Requirement: Please retype the data in full and exactly; the pictures are not part of the copy.

□ □ □ □

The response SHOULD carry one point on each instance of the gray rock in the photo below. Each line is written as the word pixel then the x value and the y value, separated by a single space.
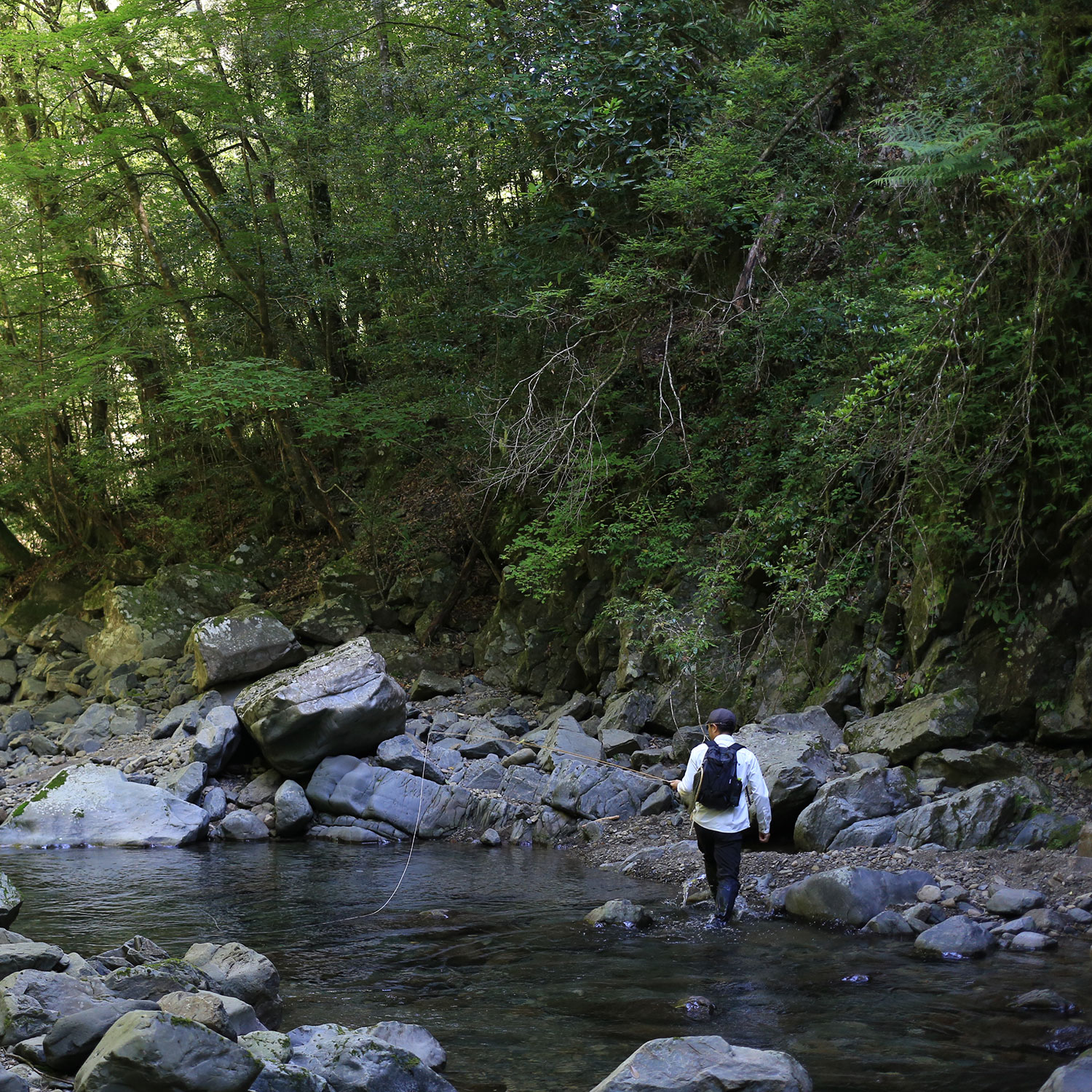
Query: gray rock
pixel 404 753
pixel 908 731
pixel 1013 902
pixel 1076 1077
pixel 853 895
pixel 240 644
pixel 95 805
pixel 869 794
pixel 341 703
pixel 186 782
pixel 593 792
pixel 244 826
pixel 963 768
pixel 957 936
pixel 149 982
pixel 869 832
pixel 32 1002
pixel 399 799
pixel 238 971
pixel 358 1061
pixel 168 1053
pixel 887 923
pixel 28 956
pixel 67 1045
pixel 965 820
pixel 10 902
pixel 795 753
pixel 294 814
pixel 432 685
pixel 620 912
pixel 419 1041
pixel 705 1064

□ □ □ □

Worked solution:
The response SHOULD carry one point on each instance of the gray rock in the photo below. Each line is written as the word pixel then the x value and the y value, separated by a single space.
Query: gray rock
pixel 404 753
pixel 908 731
pixel 1013 902
pixel 1076 1077
pixel 853 895
pixel 240 644
pixel 95 805
pixel 869 794
pixel 341 703
pixel 186 782
pixel 593 792
pixel 244 826
pixel 963 768
pixel 957 936
pixel 149 982
pixel 869 832
pixel 32 1002
pixel 399 799
pixel 238 971
pixel 358 1061
pixel 168 1053
pixel 887 923
pixel 28 956
pixel 67 1045
pixel 965 820
pixel 10 902
pixel 795 753
pixel 294 814
pixel 432 685
pixel 620 912
pixel 419 1041
pixel 705 1064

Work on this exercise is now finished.